◆ WHAT IS REQUIRED: Repeat word for word the passage of the Institute of Electric Welding entry between "A number of" and "spacecraft in 1969.", inclusive.

◆ EXTRACT:
Electric Welding, Institute of
Electric Welding, Institute of
(full name, E. O. Paton Institute of Electric Welding of the Academy of Sciences of the Ukrainian SSR), a scientific research institute specializing in the welding of metals and special electrometallurgy. It was founded in 1934 as an electric welding laboratory in Kiev. The organizer and first permanent director of the institute (until 1953) was E. O. Paton, whose name was conferred on the institute in 1945. B. E. Paton has worked at the institute since 1941 and became director in 1953. In addition to its scientific departments, the institute includes an experimental design office, two pilot plants, and experimental production facilities.
A number of production processes, designs, and materials have been developed at the institute and have been adopted by industry. They include automatic submerged arc welding, electroslag welding of very thick metals, and resistance flash welding; various fluxes for automatic welding and coated electrodes of reduced toxicity; and industrial methods of welding cylindrical tanks and multilayer high-pressure vessels and methods for electroslag and electron-beam remelting of special steels and alloys. The Vulkan equipment for welding and cutting metals in space was created at the institute and was tested by the crew of the Soyuz 6 spacecraft in 1969.

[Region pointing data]
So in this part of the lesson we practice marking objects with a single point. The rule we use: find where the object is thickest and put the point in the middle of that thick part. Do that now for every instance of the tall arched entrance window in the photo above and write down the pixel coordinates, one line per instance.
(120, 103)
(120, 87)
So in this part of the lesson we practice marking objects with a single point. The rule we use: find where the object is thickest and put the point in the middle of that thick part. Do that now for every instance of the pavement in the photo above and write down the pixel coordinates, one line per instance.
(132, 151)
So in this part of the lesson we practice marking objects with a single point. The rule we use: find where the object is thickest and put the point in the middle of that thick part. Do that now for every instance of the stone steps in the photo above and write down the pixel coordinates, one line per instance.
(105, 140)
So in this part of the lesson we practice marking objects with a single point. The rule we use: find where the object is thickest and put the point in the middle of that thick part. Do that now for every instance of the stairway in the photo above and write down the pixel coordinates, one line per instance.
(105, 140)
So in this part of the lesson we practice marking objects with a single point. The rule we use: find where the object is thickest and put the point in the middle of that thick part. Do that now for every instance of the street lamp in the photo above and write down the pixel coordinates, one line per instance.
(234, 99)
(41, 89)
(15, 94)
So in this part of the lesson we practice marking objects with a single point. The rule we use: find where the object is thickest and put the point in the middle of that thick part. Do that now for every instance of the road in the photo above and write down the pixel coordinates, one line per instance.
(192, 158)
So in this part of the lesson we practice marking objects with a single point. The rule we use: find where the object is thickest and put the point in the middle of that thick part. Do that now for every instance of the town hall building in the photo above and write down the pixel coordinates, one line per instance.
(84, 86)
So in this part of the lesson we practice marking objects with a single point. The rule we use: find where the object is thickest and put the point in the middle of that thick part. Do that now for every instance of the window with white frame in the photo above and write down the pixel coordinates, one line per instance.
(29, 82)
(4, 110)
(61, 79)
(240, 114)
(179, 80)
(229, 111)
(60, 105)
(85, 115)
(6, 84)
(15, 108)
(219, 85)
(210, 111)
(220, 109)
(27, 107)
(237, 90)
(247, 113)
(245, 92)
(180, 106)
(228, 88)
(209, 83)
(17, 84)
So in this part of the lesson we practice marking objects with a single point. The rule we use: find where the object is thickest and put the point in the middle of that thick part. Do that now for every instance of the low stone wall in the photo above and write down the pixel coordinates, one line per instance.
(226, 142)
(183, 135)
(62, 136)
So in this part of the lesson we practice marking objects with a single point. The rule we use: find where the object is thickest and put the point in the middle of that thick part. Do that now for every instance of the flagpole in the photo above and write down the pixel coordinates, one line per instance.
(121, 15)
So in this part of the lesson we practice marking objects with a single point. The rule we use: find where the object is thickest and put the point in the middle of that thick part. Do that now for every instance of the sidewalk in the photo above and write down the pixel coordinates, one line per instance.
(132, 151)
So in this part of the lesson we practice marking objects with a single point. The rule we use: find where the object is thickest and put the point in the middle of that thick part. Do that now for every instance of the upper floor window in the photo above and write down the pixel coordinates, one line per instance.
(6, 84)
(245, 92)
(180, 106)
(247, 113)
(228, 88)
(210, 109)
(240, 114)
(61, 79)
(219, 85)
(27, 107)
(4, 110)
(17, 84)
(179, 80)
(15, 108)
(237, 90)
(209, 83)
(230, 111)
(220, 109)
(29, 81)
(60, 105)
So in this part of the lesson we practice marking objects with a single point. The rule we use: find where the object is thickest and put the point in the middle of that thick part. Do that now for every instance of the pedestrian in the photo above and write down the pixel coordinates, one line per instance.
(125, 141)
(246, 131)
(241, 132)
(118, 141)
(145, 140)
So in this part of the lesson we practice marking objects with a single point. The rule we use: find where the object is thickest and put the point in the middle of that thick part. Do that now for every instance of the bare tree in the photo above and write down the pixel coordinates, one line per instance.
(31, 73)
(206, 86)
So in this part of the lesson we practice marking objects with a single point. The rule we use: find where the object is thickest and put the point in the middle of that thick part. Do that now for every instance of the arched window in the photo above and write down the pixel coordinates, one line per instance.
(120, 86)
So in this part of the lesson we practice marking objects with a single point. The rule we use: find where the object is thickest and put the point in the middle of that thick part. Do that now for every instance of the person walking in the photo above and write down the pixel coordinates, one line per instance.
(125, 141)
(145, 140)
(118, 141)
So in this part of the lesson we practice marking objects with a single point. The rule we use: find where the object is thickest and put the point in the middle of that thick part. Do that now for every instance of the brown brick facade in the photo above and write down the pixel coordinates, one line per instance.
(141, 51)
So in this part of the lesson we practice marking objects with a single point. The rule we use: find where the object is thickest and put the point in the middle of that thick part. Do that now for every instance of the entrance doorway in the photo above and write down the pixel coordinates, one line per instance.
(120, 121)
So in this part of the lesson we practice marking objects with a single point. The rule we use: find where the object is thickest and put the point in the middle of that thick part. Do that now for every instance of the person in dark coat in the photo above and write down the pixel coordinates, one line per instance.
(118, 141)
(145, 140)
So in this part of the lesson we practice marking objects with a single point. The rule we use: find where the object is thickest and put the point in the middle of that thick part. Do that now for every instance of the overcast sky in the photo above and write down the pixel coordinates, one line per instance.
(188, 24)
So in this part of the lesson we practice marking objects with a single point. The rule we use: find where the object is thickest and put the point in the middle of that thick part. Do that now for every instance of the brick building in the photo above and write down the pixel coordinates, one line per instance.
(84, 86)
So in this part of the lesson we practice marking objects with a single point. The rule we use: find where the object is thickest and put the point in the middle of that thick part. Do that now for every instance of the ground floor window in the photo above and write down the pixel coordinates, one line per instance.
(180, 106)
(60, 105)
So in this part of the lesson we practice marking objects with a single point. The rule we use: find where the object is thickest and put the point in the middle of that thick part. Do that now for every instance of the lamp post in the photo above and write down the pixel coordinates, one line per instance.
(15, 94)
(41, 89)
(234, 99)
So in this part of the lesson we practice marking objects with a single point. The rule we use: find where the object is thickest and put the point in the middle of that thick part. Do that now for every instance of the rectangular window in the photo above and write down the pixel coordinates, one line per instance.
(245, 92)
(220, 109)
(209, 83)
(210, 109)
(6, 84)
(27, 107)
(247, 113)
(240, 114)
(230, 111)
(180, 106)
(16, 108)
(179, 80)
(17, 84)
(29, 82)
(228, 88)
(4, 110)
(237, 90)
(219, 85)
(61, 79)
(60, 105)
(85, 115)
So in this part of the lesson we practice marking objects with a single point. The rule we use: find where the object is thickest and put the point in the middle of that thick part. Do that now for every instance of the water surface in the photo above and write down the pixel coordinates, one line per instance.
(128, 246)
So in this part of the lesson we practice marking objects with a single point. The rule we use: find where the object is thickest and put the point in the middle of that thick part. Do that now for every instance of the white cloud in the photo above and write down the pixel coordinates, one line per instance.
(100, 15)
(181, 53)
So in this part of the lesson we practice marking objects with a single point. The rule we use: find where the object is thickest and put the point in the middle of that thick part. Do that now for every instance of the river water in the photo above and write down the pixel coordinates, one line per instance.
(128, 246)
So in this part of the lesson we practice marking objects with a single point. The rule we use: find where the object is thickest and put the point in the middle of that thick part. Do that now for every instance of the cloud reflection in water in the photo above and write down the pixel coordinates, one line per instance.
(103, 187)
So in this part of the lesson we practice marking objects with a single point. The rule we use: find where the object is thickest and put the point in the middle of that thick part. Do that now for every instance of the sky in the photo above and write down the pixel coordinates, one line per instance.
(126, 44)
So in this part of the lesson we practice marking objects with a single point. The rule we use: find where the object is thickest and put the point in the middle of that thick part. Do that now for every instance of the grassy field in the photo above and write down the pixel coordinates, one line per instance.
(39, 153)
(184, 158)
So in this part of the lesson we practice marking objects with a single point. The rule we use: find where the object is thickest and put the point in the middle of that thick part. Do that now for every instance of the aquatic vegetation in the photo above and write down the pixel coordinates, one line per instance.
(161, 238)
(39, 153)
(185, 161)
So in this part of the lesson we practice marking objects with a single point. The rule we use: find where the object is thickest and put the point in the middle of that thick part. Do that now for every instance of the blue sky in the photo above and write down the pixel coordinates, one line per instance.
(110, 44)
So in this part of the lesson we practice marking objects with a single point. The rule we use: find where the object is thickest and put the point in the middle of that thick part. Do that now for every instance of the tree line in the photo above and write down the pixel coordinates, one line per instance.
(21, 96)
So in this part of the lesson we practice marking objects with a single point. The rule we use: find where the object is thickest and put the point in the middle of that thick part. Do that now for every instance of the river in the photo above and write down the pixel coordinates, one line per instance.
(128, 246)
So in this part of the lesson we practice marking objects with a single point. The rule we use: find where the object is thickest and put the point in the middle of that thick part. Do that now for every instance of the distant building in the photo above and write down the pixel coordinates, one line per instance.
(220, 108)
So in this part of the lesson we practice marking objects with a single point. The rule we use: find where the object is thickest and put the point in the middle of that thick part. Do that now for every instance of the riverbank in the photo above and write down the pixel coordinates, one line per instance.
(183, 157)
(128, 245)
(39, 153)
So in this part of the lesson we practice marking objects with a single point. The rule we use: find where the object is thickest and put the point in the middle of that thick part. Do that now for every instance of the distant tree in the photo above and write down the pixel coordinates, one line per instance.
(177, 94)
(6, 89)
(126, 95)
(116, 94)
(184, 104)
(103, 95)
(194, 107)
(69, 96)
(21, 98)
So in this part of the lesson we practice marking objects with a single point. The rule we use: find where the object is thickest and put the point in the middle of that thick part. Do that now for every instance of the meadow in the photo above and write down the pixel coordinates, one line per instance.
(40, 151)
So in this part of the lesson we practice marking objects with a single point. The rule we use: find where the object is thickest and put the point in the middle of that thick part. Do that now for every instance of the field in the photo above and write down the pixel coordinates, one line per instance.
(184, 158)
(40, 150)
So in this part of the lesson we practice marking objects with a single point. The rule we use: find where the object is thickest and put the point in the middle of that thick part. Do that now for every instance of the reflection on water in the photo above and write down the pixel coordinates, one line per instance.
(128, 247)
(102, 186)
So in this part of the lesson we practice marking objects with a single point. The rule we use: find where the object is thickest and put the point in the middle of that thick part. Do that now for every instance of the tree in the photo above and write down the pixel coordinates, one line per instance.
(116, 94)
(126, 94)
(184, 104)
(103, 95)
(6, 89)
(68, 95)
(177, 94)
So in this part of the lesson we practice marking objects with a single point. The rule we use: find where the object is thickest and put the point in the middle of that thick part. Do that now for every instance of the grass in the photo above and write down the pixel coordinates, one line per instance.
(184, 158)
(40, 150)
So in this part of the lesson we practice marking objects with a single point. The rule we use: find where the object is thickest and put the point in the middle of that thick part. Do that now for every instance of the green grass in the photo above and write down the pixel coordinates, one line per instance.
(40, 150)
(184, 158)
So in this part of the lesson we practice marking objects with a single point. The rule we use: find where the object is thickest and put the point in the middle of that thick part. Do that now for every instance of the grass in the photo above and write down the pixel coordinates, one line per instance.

◆ TASK SOLUTION:
A number of production processes, designs, and materials have been developed at the institute and have been adopted by industry. They include automatic submerged arc welding, electroslag welding of very thick metals, and resistance flash welding; various fluxes for automatic welding and coated electrodes of reduced toxicity; and industrial methods of welding cylindrical tanks and multilayer high-pressure vessels and methods for electroslag and electron-beam remelting of special steels and alloys. The Vulkan equipment for welding and cutting metals in space was created at the institute and was tested by the crew of the Soyuz 6 spacecraft in 1969.